**Exercise:** Reproduce the records. Keep every word exact and include no images.

**The data:**
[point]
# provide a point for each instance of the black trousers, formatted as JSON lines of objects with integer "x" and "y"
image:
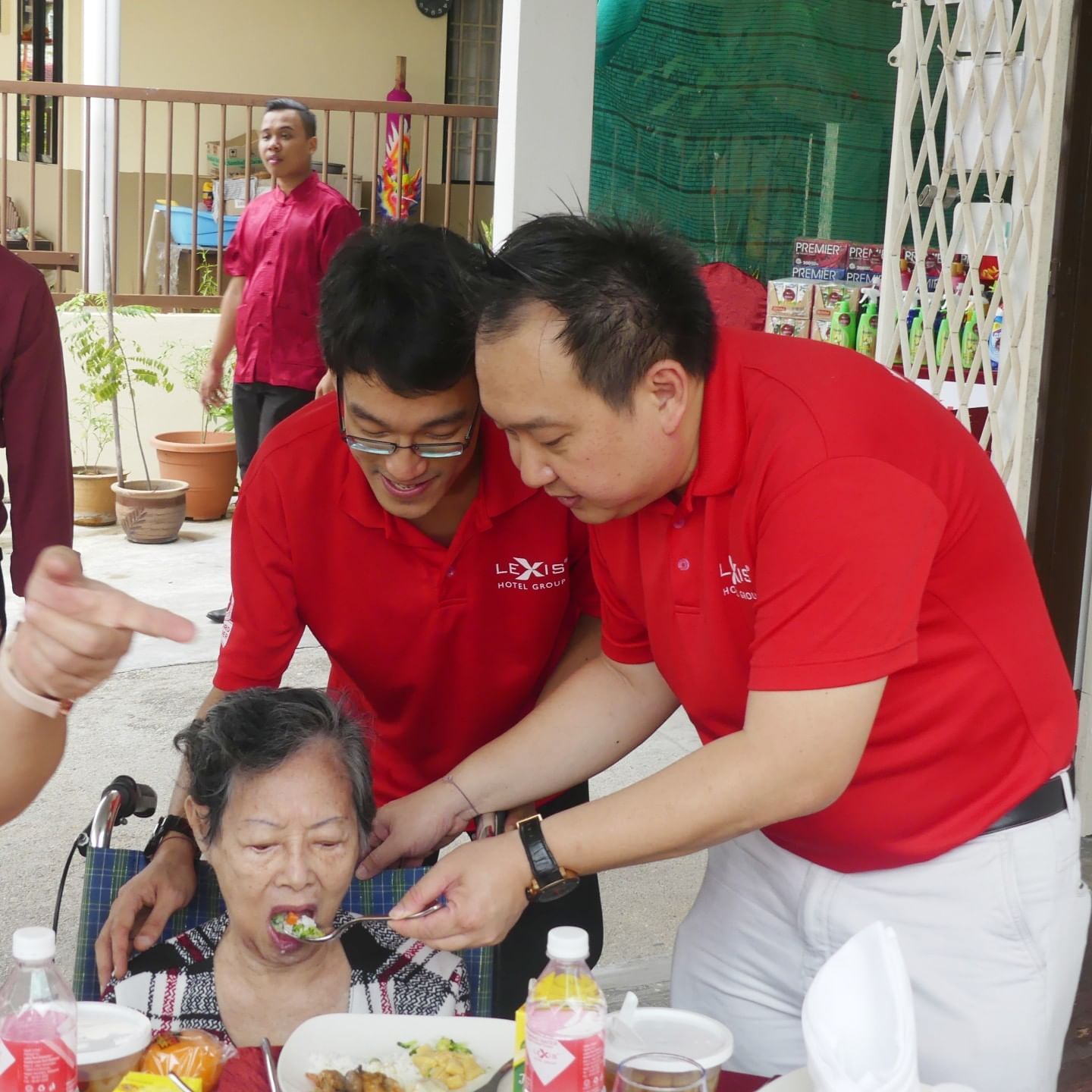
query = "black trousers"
{"x": 258, "y": 407}
{"x": 522, "y": 955}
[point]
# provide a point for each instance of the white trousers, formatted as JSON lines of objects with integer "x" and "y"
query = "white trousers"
{"x": 993, "y": 934}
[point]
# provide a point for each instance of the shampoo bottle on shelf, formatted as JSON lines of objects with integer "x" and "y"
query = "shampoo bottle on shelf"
{"x": 916, "y": 330}
{"x": 566, "y": 1020}
{"x": 969, "y": 341}
{"x": 37, "y": 1019}
{"x": 841, "y": 325}
{"x": 943, "y": 335}
{"x": 866, "y": 330}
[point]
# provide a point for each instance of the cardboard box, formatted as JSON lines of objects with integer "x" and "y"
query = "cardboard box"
{"x": 787, "y": 325}
{"x": 235, "y": 154}
{"x": 865, "y": 263}
{"x": 789, "y": 307}
{"x": 821, "y": 259}
{"x": 789, "y": 295}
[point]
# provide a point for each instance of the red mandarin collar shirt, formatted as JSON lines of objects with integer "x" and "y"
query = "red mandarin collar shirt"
{"x": 841, "y": 526}
{"x": 283, "y": 245}
{"x": 442, "y": 648}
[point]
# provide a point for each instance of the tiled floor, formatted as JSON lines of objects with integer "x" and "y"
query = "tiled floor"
{"x": 1077, "y": 1059}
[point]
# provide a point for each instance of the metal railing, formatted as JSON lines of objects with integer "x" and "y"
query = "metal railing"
{"x": 146, "y": 151}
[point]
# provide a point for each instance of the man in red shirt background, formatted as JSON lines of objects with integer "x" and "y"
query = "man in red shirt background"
{"x": 389, "y": 519}
{"x": 823, "y": 566}
{"x": 277, "y": 258}
{"x": 34, "y": 425}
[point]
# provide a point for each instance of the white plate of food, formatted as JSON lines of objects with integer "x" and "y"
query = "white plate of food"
{"x": 407, "y": 1054}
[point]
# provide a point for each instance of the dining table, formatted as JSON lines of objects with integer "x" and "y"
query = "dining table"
{"x": 246, "y": 1072}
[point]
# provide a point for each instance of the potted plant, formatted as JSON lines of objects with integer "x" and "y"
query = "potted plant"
{"x": 206, "y": 458}
{"x": 93, "y": 499}
{"x": 149, "y": 511}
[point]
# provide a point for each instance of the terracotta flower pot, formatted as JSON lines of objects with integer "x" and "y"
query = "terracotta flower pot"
{"x": 209, "y": 466}
{"x": 151, "y": 514}
{"x": 92, "y": 496}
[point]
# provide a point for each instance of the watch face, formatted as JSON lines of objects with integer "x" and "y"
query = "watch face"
{"x": 550, "y": 893}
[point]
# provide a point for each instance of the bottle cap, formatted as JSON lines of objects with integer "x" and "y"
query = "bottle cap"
{"x": 567, "y": 943}
{"x": 33, "y": 945}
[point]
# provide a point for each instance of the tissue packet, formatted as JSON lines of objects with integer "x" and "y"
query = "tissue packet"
{"x": 821, "y": 259}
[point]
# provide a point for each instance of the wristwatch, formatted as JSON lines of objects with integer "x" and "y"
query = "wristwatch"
{"x": 548, "y": 879}
{"x": 17, "y": 692}
{"x": 171, "y": 824}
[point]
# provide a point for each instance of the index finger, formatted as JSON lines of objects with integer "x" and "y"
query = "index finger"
{"x": 424, "y": 893}
{"x": 74, "y": 595}
{"x": 123, "y": 612}
{"x": 441, "y": 930}
{"x": 111, "y": 946}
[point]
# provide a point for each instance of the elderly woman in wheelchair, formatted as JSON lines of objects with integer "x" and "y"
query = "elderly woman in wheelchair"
{"x": 281, "y": 803}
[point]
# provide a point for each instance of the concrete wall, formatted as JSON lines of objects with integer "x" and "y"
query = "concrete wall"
{"x": 342, "y": 49}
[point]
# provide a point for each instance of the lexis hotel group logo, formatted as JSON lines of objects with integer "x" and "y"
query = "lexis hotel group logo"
{"x": 742, "y": 585}
{"x": 526, "y": 575}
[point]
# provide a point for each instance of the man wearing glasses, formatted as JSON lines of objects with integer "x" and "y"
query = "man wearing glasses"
{"x": 391, "y": 521}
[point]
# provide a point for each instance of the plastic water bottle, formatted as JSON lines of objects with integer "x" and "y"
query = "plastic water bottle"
{"x": 566, "y": 1020}
{"x": 37, "y": 1019}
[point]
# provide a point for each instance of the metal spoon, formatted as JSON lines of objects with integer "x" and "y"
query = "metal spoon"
{"x": 270, "y": 1066}
{"x": 359, "y": 918}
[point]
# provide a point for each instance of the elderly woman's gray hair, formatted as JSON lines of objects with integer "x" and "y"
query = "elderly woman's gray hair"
{"x": 251, "y": 732}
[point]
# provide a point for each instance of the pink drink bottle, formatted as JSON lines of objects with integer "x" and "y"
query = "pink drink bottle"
{"x": 566, "y": 1020}
{"x": 37, "y": 1019}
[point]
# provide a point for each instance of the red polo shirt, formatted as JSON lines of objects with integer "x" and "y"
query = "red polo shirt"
{"x": 841, "y": 526}
{"x": 444, "y": 647}
{"x": 283, "y": 245}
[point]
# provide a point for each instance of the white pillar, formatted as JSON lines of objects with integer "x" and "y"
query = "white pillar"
{"x": 102, "y": 46}
{"x": 544, "y": 124}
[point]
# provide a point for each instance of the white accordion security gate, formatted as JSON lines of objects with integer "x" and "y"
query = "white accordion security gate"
{"x": 974, "y": 169}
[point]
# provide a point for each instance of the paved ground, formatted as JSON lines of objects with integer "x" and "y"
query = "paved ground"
{"x": 127, "y": 727}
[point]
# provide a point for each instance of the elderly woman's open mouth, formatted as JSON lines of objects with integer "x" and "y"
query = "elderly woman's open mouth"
{"x": 290, "y": 925}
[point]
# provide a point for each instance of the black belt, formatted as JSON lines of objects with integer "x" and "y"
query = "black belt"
{"x": 1049, "y": 799}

**Answer to the problem:**
[point]
# provide a point for each instance of the black trousers, formatted as JSON lines of objects with integer "x" and "y"
image:
query = "black trousers"
{"x": 258, "y": 407}
{"x": 522, "y": 955}
[point]
# provide a point for each instance of the white trousers, formatted as JSON lines of objects with integer "x" and "y"
query = "white trousers"
{"x": 993, "y": 934}
[point]
# provide a point for each instance of the shampoo bottle on shelf, formatted as JSON lines of objects with integer "x" and "y"
query = "shampoo bottle on shelf"
{"x": 916, "y": 330}
{"x": 566, "y": 1020}
{"x": 969, "y": 341}
{"x": 37, "y": 1019}
{"x": 841, "y": 325}
{"x": 943, "y": 335}
{"x": 866, "y": 330}
[point]
# provide a point for each instance of the cardboard box, formatted as JSON lines of objects with integer "x" and "y"
query = "cardboard box"
{"x": 787, "y": 325}
{"x": 235, "y": 154}
{"x": 865, "y": 263}
{"x": 789, "y": 307}
{"x": 821, "y": 259}
{"x": 789, "y": 295}
[point]
# provide a point for each instance of the red mandarin collar shirt, formatted as JSON lines of objects with integer "x" and "y"
query = "red mandarin collar shirt"
{"x": 841, "y": 526}
{"x": 283, "y": 245}
{"x": 442, "y": 648}
[point]
# provide a point for each instance of the tiled floor, formatted as JSON lines of objects with integer "x" and "y"
query = "tiled floor"
{"x": 1077, "y": 1059}
[point]
# provide a point for each instance of the metal railing, formatted as JSON lines of objects with integer "x" and "y"
query = "metal railing"
{"x": 146, "y": 151}
[point]
# provide a point for each instance of the man in red shirt background, formatted as JSON lines of objects with integer "x" and "y"
query = "man in red shirt background"
{"x": 389, "y": 519}
{"x": 823, "y": 566}
{"x": 277, "y": 258}
{"x": 34, "y": 425}
[point]
# provide a point for each instance of the white plate of food, formatted as JSON lines of objects with integer "x" and "y"
query = "white plate of food"
{"x": 407, "y": 1054}
[point]
# provide a point for each instance of the dining table, formatted as JSON lines of objects with integer "x" and "y"
query = "dining table"
{"x": 246, "y": 1072}
[point]
# provide a point for each instance of the potted plant, formatted as JSON lines of objects with integer "x" and "y"
query = "potted plant"
{"x": 206, "y": 458}
{"x": 93, "y": 499}
{"x": 149, "y": 511}
[point]
# provide a point for each instance of the terracotta flower pot, formatted as JSON lines of objects with integer "x" and "y"
query = "terracotta flower pot"
{"x": 209, "y": 466}
{"x": 151, "y": 514}
{"x": 92, "y": 496}
[point]
# provide a point for each instance of the watch face, formatted as JSON lines of objects with integer "x" and "y"
query = "watch face"
{"x": 550, "y": 893}
[point]
# provide a point for each instance of the bottle cap, formatted as JSON lines of objects with integer "x" and "y"
query = "bottle cap"
{"x": 567, "y": 943}
{"x": 33, "y": 945}
[point]
# provide a point for each instance of the tissue packet, formatted as JSON lines of objects with integer "x" and "y"
query = "tissue packet"
{"x": 821, "y": 259}
[point]
# provide a point for each instance of the wristwatch, formatted as JSON lines of objects with integer "x" and "y"
query = "wristwatch"
{"x": 548, "y": 879}
{"x": 17, "y": 692}
{"x": 171, "y": 824}
[point]
# provide a point for each instance of the index finger, formatted as JSON lines of objects with integer "x" and "y"
query = "index finger"
{"x": 424, "y": 893}
{"x": 74, "y": 595}
{"x": 123, "y": 612}
{"x": 441, "y": 930}
{"x": 111, "y": 946}
[point]
# provide a point for each instance of the elderly woman in wheelchair, formatted as JSON lines of objects with integer "x" and "y"
query = "elderly woman in wheelchair"
{"x": 281, "y": 803}
[point]
# provide a point for each instance of the concrete wall, formatted as JSON lines of objects with integer "x" and "y"
query = "concrete wall"
{"x": 342, "y": 49}
[point]
# provide a point for each instance of the lexis hotel group logo, formatted as JSON lines of objects with integer "x" and "y"
query = "lexis hotel group logo"
{"x": 742, "y": 585}
{"x": 526, "y": 575}
[point]
# provide a point for each instance of the man wearing glasses, formatted as JSON lines of objects with integer "x" and "y"
query = "man wearing glasses"
{"x": 391, "y": 521}
[point]
# provide a point for each instance of the plastic water bottle, formatted as JSON lines of objects with integer "x" and "y"
query = "plastic water bottle"
{"x": 566, "y": 1020}
{"x": 37, "y": 1019}
[point]
# provide a point for each instance of the metal spoon, formatted as JSON lines of objects with integer "x" and "y"
query = "metal spoon"
{"x": 270, "y": 1066}
{"x": 359, "y": 918}
[point]
# provide a point for each instance of the elderly woman's gray hair, formatted as JSON lines of objects with integer "x" and "y"
query = "elderly woman's gray hair"
{"x": 251, "y": 732}
[point]
# provide a point for each instance of the pink drink bottle, formatted as JSON lines of objects with integer "x" and "y"
query = "pink drink bottle"
{"x": 566, "y": 1020}
{"x": 37, "y": 1019}
[point]
# provide a point for each instance of the red polo shirt, formatted as JSON lines of objects with integer "x" and "y"
query = "red polo shirt"
{"x": 841, "y": 526}
{"x": 444, "y": 647}
{"x": 283, "y": 245}
[point]
# provide a point for each instance of the white pillar, formatted as JSON lines of objects with integer "x" and "y"
query = "white pillar"
{"x": 102, "y": 46}
{"x": 544, "y": 124}
[point]
# provide a point for each instance of the white accordion security gate, formatted as JSON lines of objects with integer "x" and "y"
query = "white accordion security gate"
{"x": 974, "y": 169}
[point]
# provide a point for each instance of the paved ground, formatted as JSON lines of objects with integer "x" and "y"
query = "paved ground"
{"x": 127, "y": 727}
[point]
# provide a point for each instance of the elderly woman's open mouth, formatted as JSON lines of objects with integer "x" and "y"
query = "elderly woman's open mouth"
{"x": 290, "y": 925}
[point]
# provide a point for each instance of the black belt, formatted as JSON lines of objects with integer "x" and "y"
query = "black belt"
{"x": 1049, "y": 799}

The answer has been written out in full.